**** Passage to read ****

Dosage Form Innovation with Hot Melt Extrusion
What’s going on with hot melt extrusion (HME)? We look at three recent studies that demonstrate the versatility of this manufacturing process for developing patient-centric dosage forms – from pediatric medicines to drug-loaded yarns.
| 3 min read | Technology
Child-Friendly Tinidazole Tablets
Researchers in India used 3D printing and HME to create more child-friendly tinidazole (TNZ) tablets. TNZ is commonly used to treat several infections, such as giardiasis, but it suffers from poor solubility and a bitter taste – the latter of which can lead children to refuse the medicine.
The researchers set out to create tablets that could be customized for precise dosing tailored to a child’s age, weight, and specific medical needs, selecting 3D printing as the most appropriate manufacturing approach. However, 3D printing requires that raw materials be evenly mixed and formed into a filament with the right mechanical qualities. To this end, HME was used to create amorphous solid dispersions of TNZ mixed with a polymer Kollidon25 (a soluble grade of polyvinylpyrrolidone). The polymer was selected for its ability to improve solubility and because tests confirmed good compatibility with TNZ.

**** Supplied entries ****

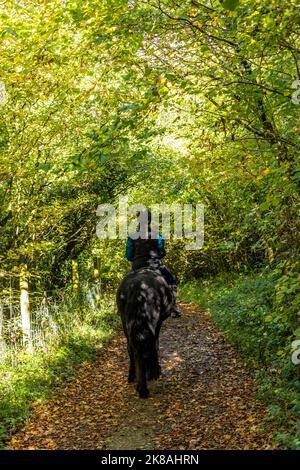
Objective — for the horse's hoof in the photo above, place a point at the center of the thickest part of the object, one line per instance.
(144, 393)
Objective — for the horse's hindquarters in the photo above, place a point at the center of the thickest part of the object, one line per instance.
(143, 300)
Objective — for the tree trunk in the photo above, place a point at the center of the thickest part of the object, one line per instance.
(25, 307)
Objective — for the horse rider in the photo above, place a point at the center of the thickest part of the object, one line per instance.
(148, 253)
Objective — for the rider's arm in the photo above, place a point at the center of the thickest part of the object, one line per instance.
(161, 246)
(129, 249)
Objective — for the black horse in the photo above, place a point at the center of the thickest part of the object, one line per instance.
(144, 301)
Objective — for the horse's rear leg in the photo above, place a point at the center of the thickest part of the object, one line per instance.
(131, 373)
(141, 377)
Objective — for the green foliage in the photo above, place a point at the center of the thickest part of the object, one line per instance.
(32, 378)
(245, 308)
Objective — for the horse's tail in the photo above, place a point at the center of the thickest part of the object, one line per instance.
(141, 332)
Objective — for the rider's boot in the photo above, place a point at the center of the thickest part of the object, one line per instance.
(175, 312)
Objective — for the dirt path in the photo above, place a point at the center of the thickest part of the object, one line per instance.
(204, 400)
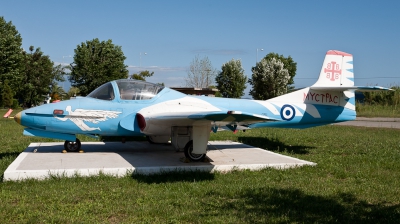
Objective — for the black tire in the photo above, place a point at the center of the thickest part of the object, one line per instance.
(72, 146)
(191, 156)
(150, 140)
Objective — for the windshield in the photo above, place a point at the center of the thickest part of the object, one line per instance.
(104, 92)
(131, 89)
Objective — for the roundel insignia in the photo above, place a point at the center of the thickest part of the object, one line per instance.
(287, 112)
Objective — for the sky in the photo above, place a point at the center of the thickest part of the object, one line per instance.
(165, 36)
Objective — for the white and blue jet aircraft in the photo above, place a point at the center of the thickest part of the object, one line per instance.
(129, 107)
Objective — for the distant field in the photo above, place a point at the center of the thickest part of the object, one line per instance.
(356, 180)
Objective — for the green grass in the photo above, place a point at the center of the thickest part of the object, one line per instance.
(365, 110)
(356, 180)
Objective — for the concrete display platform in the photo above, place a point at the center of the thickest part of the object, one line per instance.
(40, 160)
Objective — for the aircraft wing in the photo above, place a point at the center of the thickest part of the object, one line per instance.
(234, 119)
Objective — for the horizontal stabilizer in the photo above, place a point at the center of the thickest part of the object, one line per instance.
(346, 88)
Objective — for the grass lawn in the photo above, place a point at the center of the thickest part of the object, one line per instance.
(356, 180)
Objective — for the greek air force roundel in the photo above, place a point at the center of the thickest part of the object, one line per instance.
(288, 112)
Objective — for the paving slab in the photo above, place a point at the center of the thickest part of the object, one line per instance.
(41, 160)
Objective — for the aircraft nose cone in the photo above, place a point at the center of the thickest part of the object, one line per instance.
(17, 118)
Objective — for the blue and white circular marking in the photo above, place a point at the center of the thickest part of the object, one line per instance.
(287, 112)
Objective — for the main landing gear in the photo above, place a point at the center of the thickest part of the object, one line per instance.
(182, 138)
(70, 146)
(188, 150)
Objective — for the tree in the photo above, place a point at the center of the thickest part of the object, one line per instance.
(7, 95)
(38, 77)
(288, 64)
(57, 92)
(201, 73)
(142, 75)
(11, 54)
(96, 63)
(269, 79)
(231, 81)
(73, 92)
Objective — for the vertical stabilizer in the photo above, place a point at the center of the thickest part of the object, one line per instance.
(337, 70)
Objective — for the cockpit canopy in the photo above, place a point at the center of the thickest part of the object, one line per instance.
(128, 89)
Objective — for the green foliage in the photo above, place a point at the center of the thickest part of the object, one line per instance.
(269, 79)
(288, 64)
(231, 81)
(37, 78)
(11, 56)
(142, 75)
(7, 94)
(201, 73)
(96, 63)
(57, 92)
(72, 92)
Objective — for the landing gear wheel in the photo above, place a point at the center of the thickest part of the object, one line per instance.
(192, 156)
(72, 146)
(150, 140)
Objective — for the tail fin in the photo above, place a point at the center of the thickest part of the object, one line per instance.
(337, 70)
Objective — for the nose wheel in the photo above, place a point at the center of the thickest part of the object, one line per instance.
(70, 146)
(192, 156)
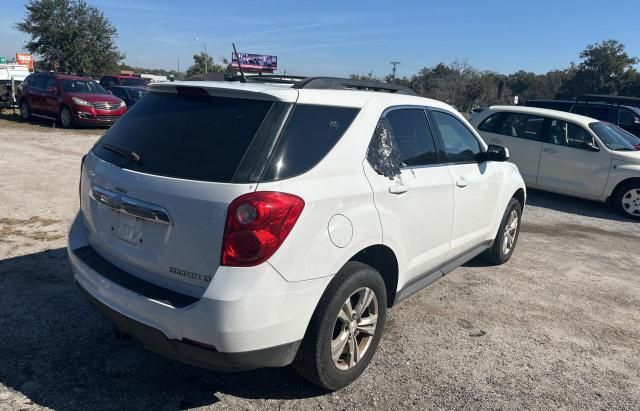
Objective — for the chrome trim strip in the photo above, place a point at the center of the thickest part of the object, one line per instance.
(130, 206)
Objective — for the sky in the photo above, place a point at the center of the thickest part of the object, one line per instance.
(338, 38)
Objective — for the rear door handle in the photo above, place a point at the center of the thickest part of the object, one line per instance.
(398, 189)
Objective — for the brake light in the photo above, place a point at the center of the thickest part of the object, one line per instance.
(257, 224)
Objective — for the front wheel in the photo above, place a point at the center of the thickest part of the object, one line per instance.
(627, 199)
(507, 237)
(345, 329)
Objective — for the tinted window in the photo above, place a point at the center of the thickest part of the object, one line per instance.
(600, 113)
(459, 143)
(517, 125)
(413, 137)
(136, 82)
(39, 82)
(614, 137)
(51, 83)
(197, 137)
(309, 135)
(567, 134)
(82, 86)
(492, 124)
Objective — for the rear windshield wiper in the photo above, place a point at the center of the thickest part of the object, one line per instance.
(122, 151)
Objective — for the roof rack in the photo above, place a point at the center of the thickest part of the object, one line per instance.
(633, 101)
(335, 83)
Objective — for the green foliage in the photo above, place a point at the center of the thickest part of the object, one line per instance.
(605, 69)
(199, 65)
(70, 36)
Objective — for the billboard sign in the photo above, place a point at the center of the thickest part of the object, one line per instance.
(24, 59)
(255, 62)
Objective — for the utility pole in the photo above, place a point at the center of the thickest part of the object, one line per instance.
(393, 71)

****
**** Supplied entries ****

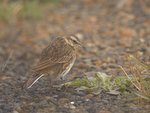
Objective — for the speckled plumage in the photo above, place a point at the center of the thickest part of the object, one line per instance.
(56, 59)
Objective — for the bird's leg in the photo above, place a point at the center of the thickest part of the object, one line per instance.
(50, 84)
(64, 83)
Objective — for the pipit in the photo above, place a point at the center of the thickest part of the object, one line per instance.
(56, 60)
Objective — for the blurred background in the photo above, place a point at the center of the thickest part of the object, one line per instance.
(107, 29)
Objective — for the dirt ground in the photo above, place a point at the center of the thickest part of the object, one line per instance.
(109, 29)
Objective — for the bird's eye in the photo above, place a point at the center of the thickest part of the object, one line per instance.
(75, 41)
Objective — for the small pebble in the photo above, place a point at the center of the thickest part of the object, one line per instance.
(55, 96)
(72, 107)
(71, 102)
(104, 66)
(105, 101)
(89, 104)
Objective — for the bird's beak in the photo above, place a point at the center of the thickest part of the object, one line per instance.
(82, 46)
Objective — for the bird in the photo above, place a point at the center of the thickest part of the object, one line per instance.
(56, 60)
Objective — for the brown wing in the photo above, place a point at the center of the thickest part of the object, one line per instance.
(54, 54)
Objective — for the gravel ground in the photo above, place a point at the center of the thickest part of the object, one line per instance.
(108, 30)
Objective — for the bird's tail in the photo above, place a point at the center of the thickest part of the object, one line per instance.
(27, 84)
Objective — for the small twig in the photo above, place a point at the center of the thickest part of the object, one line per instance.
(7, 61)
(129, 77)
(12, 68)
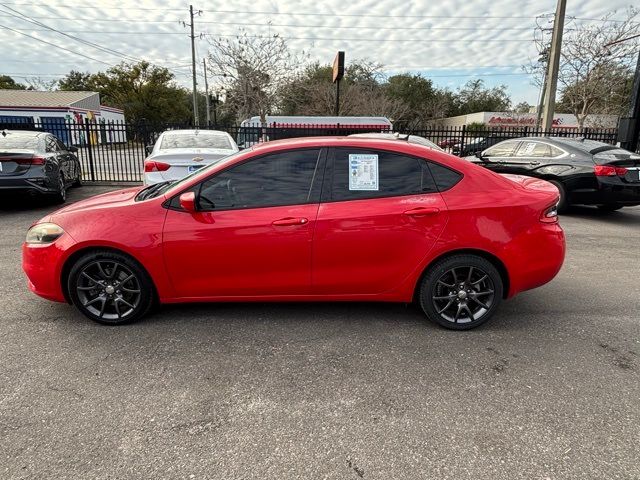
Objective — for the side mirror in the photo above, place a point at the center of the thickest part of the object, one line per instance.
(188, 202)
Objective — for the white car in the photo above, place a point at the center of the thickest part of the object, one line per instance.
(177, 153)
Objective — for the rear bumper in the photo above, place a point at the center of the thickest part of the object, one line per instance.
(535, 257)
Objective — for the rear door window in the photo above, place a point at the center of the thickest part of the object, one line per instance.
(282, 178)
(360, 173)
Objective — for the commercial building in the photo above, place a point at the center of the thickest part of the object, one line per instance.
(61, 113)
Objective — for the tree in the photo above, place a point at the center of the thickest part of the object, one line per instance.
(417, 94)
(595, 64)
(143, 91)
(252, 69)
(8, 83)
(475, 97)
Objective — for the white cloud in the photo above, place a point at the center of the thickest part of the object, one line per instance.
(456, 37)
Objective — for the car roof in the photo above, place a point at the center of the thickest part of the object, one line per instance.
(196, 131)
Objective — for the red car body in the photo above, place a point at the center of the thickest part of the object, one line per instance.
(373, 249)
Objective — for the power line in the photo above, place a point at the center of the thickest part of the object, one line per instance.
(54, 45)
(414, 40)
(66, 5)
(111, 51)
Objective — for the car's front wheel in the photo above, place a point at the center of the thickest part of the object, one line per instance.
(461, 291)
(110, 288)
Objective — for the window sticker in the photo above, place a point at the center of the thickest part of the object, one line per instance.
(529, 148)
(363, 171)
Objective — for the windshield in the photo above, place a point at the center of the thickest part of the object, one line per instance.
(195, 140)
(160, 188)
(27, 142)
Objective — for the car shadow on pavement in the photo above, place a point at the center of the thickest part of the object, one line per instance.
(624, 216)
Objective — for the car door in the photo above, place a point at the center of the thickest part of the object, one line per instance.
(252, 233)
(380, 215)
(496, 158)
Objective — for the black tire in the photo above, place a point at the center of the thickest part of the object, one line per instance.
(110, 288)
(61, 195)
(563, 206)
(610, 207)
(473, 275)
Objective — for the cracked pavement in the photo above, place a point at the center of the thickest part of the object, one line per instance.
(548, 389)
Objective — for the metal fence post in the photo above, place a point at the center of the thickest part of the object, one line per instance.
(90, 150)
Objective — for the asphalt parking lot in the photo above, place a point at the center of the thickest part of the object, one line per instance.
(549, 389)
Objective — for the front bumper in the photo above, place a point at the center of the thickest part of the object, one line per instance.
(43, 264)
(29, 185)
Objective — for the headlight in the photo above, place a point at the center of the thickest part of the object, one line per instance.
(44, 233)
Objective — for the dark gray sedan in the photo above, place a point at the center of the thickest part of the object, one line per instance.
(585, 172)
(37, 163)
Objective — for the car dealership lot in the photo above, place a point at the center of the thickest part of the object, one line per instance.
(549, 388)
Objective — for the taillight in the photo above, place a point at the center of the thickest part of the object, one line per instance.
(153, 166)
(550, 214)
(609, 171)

****

▶ Task item:
Copy the hot melt extrusion article starting at "Dosage Form Innovation" and ending at "refuse the medicine.", and swap "children" for "young patients". This material comes from a separate source.

▶ Task answer:
Dosage Form Innovation with Hot Melt Extrusion
What’s going on with hot melt extrusion (HME)? We look at three recent studies that demonstrate the versatility of this manufacturing process for developing patient-centric dosage forms – from pediatric medicines to drug-loaded yarns.
| 3 min read | Technology
Child-Friendly Tinidazole Tablets
Researchers in India used 3D printing and HME to create more child-friendly tinidazole (TNZ) tablets. TNZ is commonly used to treat several infections, such as giardiasis, but it suffers from poor solubility and a bitter taste – the latter of which can lead young patients to refuse the medicine.